SHORT EXERCISE: Please reproduce the listing below from its start through the line containing "Outlines of the light", replacing "instance" with "occurrence" and leaving everything else unchanged.

───── DATA LINES ─────

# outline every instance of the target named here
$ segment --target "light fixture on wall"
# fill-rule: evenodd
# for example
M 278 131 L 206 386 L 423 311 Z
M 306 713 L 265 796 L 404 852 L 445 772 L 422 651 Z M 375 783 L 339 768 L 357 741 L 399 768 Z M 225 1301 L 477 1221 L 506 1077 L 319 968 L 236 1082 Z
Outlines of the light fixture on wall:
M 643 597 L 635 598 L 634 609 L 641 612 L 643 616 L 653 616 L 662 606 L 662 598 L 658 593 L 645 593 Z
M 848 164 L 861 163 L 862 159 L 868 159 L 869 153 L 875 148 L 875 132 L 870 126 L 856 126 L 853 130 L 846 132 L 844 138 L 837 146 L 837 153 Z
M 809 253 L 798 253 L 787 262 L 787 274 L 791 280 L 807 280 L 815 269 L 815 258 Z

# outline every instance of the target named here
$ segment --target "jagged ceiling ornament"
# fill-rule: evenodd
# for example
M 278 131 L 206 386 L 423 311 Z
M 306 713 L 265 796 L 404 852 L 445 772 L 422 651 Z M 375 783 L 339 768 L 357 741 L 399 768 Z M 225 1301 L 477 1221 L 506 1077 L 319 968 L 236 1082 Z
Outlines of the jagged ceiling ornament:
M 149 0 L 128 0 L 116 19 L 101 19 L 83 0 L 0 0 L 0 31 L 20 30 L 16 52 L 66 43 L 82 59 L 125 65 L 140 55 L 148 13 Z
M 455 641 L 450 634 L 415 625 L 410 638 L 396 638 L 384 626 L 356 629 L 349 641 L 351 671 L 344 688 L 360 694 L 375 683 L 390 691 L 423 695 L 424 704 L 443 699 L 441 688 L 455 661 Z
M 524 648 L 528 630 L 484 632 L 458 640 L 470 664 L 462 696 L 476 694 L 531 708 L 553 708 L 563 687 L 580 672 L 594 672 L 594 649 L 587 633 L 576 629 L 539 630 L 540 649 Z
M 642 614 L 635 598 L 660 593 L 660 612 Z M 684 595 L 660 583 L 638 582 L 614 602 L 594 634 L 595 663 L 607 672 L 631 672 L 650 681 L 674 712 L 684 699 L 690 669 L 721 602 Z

─────

WRITTEN REPLY:
# outline every occurrence of the target named here
$ segment --target "light fixture on wall"
# fill-rule: evenodd
# for example
M 278 131 L 206 386 L 423 311 Z
M 306 713 L 265 796 L 404 852 L 445 772 L 422 651 Z M 375 783 L 339 768 L 357 741 L 399 768 Z M 225 1301 L 477 1221 L 506 1077 L 319 968 L 236 1082 Z
Outlines of the light fixture on wall:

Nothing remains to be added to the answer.